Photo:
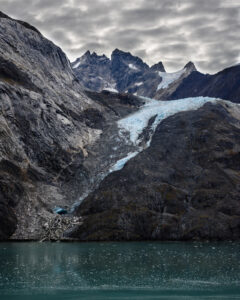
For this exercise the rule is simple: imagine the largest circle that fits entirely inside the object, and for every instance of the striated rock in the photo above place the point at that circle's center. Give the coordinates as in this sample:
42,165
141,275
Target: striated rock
224,84
46,121
185,186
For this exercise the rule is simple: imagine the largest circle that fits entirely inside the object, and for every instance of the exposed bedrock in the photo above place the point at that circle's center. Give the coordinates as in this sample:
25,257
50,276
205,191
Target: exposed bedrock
184,186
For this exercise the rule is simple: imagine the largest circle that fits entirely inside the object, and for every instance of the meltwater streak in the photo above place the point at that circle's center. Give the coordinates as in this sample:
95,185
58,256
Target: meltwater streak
132,126
143,270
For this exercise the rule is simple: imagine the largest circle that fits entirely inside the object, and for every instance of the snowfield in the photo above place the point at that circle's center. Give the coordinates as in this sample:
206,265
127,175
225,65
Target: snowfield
136,122
133,125
168,78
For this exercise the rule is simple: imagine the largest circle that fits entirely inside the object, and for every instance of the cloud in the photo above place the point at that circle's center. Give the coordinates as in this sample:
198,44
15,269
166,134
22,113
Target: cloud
173,31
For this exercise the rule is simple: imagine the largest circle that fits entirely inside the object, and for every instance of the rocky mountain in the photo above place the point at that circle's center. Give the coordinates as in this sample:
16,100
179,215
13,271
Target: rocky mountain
87,165
48,125
184,186
224,84
126,73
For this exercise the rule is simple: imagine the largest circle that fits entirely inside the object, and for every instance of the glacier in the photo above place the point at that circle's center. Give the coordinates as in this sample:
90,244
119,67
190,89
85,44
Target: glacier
135,123
132,126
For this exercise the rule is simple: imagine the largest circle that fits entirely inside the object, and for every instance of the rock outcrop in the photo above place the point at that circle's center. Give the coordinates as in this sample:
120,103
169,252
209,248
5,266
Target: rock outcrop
224,84
62,149
48,125
185,186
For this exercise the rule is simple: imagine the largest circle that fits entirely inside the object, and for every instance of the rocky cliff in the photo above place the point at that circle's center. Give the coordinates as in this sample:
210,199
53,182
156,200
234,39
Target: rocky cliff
47,124
126,73
184,186
107,166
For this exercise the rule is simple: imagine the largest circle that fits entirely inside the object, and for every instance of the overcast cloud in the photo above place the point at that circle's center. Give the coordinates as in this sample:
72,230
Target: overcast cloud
174,32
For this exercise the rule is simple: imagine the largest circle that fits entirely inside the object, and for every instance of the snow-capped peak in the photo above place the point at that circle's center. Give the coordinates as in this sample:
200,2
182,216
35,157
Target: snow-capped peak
168,78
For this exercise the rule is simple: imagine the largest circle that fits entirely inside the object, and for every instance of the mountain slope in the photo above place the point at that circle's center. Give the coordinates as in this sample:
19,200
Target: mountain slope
224,84
124,73
186,182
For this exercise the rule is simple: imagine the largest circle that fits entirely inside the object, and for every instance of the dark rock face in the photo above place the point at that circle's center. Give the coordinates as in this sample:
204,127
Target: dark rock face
53,137
184,186
125,73
224,85
46,121
94,71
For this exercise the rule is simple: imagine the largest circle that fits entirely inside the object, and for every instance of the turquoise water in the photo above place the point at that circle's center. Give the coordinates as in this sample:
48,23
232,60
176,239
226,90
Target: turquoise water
138,271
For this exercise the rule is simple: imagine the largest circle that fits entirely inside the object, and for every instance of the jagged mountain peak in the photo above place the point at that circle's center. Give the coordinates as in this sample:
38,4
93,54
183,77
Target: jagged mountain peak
158,67
190,66
133,62
25,24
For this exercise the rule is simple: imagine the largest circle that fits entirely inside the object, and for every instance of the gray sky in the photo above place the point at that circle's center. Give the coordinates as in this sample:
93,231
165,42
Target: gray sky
206,32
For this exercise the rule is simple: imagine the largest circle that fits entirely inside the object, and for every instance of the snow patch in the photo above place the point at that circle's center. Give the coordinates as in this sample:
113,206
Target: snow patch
110,89
77,64
121,163
131,66
136,122
168,78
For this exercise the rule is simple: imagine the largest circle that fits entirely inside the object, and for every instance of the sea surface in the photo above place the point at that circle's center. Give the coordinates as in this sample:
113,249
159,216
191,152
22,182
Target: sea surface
130,270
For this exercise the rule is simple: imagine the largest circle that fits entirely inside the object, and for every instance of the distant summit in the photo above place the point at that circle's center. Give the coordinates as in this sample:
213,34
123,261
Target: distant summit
126,73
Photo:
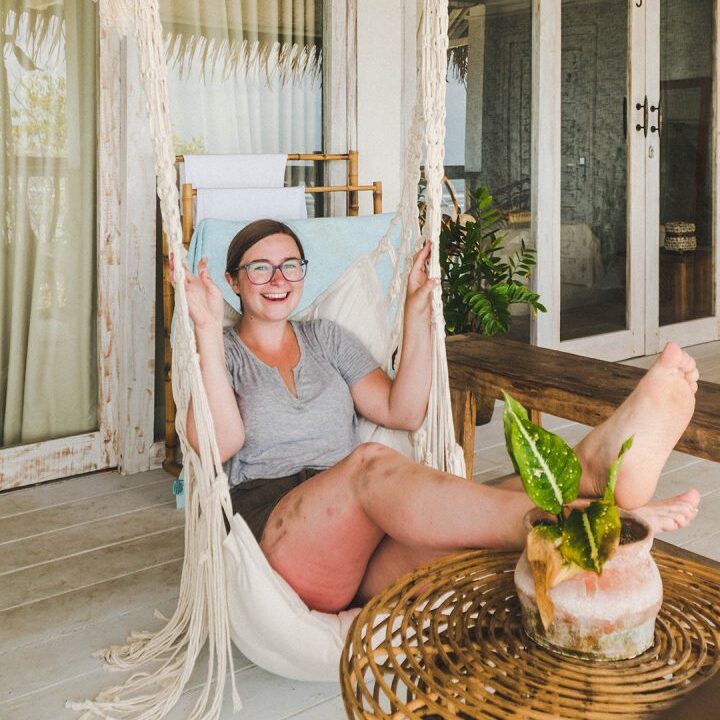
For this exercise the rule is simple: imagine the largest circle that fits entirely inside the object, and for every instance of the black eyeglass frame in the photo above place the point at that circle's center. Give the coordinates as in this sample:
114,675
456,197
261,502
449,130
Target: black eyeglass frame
303,264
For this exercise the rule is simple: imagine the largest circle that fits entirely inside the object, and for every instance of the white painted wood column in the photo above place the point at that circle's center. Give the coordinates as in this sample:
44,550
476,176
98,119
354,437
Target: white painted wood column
134,327
545,170
380,70
339,102
475,82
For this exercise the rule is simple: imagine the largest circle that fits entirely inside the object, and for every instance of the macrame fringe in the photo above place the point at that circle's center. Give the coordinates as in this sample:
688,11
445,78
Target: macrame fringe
201,616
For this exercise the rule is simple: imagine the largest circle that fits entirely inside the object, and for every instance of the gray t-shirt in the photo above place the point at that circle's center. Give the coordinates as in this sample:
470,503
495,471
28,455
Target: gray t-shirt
284,433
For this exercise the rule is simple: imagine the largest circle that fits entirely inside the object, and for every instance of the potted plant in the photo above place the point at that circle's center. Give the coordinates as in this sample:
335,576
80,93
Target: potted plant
480,280
586,582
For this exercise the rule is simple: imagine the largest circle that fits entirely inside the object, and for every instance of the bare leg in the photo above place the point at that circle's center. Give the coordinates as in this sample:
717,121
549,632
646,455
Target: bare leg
322,535
656,413
362,523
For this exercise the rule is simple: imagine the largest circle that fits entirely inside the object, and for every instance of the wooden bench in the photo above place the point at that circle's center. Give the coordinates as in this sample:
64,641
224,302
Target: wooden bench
569,386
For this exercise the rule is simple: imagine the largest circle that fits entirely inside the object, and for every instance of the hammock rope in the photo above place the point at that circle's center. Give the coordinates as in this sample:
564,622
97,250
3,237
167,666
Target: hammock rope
201,615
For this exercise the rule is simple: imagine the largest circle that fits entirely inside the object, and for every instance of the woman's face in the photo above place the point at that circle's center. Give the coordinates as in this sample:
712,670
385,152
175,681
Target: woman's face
277,298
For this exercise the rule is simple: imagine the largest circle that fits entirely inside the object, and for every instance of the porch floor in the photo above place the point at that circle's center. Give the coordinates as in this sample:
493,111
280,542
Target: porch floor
87,560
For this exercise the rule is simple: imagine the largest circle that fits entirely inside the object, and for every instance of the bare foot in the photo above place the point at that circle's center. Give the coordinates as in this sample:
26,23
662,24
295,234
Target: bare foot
656,413
671,513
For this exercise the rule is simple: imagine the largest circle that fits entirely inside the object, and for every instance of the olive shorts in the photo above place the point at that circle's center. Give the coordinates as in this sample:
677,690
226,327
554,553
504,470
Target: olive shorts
254,500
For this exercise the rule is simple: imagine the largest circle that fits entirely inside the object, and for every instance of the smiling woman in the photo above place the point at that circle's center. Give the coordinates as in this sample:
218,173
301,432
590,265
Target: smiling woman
246,77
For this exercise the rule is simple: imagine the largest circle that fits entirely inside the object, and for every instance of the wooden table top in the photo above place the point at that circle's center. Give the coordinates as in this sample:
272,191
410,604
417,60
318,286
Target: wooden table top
570,386
704,703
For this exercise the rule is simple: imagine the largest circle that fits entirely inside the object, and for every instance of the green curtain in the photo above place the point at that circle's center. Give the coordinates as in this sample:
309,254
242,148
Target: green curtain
48,307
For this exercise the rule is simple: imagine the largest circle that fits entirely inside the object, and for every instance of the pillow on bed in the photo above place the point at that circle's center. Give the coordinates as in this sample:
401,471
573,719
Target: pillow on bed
331,245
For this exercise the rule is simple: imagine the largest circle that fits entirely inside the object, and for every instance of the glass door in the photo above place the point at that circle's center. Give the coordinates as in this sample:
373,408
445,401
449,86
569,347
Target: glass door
51,398
637,261
602,227
681,208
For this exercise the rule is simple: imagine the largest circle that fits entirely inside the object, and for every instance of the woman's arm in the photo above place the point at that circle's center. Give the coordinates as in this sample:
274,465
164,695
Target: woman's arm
402,403
205,304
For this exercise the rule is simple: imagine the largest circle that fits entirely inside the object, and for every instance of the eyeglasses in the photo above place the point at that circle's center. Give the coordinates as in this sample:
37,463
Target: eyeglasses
261,272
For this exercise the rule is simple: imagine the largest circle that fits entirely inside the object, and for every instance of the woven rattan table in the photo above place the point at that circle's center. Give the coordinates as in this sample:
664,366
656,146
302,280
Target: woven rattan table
446,642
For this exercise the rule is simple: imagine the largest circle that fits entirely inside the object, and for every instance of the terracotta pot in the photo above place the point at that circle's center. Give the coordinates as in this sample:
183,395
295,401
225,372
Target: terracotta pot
610,616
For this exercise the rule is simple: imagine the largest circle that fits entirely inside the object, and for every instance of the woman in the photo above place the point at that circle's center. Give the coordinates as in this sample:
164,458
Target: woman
341,520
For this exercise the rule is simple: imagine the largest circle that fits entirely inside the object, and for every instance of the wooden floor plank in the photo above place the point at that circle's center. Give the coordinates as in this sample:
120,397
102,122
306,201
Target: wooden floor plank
58,492
332,709
264,696
62,615
86,510
36,667
64,576
78,539
48,703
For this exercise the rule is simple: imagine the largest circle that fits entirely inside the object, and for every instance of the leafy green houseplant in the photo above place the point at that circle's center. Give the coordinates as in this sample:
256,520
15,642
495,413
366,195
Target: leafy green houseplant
479,280
586,581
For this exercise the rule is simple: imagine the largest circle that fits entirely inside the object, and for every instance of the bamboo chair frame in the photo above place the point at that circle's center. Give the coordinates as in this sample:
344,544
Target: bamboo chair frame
187,193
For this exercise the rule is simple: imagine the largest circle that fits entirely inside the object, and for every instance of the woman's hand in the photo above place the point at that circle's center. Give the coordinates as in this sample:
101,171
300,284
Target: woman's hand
420,287
205,301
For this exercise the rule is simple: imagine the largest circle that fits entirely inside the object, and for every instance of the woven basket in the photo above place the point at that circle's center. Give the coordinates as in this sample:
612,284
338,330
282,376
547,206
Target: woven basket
680,236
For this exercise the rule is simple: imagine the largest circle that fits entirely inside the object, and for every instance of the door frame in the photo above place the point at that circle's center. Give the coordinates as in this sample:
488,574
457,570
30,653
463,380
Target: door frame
125,290
701,330
643,335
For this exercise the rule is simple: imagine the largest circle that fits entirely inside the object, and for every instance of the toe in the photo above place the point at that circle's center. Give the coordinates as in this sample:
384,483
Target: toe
671,356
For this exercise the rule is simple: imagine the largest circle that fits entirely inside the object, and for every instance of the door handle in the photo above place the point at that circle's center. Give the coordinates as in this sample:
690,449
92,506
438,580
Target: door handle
644,107
657,108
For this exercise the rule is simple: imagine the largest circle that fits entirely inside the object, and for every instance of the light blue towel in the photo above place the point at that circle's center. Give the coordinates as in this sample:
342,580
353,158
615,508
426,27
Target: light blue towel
331,246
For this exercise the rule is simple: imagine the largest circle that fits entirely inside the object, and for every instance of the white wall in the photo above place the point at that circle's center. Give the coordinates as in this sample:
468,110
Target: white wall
385,90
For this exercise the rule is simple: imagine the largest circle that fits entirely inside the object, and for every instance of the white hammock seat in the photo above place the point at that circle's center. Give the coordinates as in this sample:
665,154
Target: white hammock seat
228,589
348,281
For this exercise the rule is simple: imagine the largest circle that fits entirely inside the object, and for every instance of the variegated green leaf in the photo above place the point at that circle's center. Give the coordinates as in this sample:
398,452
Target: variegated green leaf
614,470
590,536
548,467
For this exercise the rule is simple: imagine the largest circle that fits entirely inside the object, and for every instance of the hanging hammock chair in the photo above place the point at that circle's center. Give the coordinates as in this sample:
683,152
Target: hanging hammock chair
228,591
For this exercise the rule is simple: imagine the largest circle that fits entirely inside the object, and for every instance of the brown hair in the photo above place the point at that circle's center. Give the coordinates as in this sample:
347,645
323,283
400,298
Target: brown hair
252,234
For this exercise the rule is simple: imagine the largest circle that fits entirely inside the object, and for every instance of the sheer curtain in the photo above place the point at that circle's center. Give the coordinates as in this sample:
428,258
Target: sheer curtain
245,74
48,366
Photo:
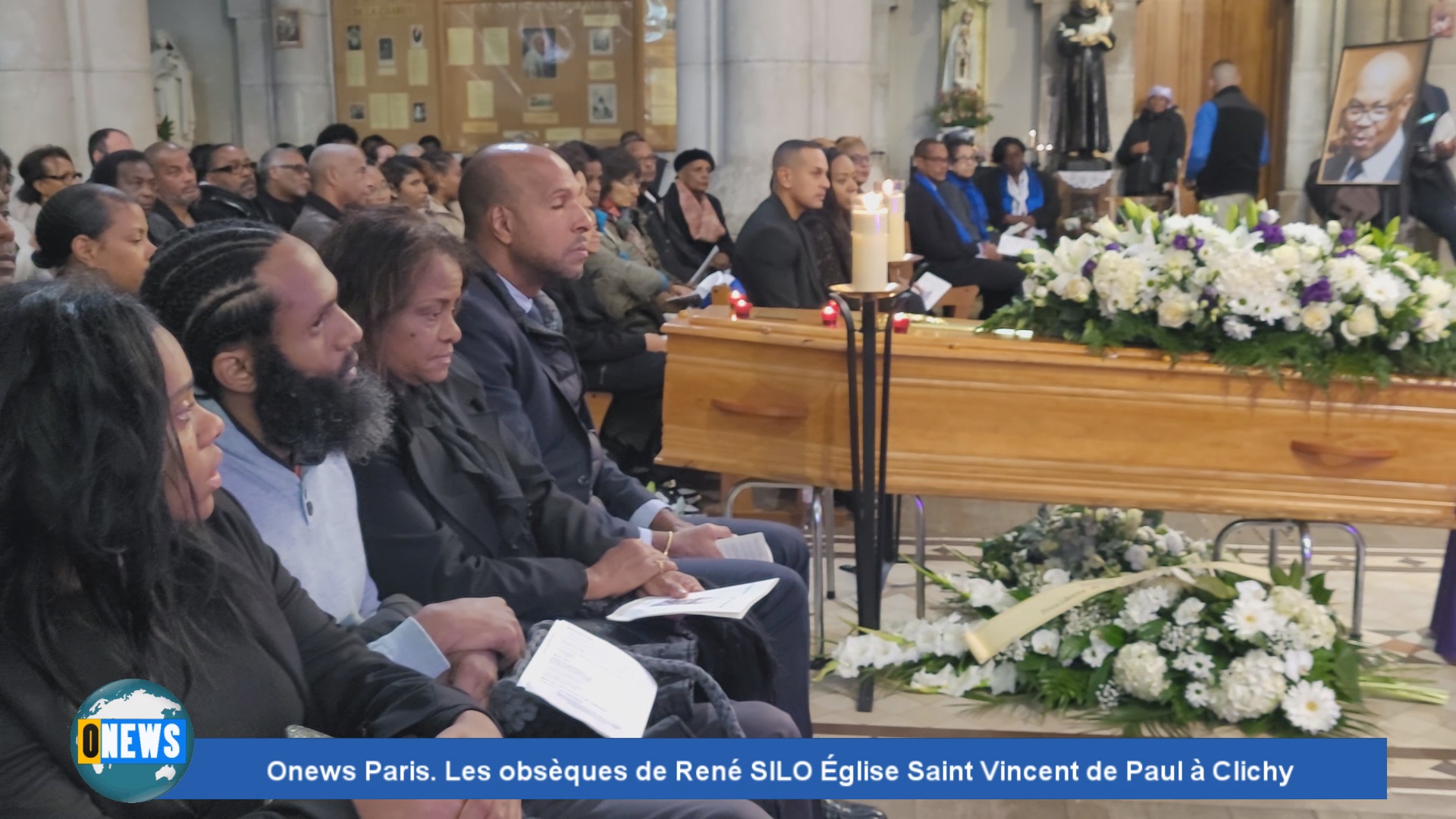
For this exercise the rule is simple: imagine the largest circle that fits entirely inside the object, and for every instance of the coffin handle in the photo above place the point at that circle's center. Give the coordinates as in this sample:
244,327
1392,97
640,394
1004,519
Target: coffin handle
761,410
1354,450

═══

Without any pictures, write out the lines running from the one containing "of the variegated" through the end of the listing above, both included, exactly as given.

Complete output.
For this exercise the rule is simple: imagine the largest circle that fits entirely inside the object, and for every instance of the variegated green leaf in the photo above place the point at that circle's center. Give the coordinates as in this sample:
398,452
Target: variegated green leaf
614,470
590,536
548,467
For this exercise the rule is simple: imagine the largest circle that fits entirely inside the object, and for every instance of the hanging hammock chair in the photo above place the point at that circle's center. Give the coordinates as in this sample:
683,152
Target: hanging hammock chair
228,591
For this exercise the rule is simple: imagine the largest circle that fits entirely inside the object, and for every instance of the brown hair in the photo above place the point at that circle's center. Give the coordinates as in this sample:
347,645
323,283
400,298
Target: brown hair
252,234
For this exercise the rule is simple: imagine the largest circle that fits entirely inside the object, and for every instance of the sheer curtain in the photo above place the point at that circle's center. Give the coordinates as in this sample:
428,258
Target: sheer curtain
245,74
48,366
Photo:
For this exercise the rule is simple: imagine the largest circle that fits entirely inside the object, and for every instance of the coffin handle in the photo above place the point at that circle's center. Give the coordinates as in this sample:
244,327
1392,97
640,394
1004,519
Target: coffin handle
761,410
1354,450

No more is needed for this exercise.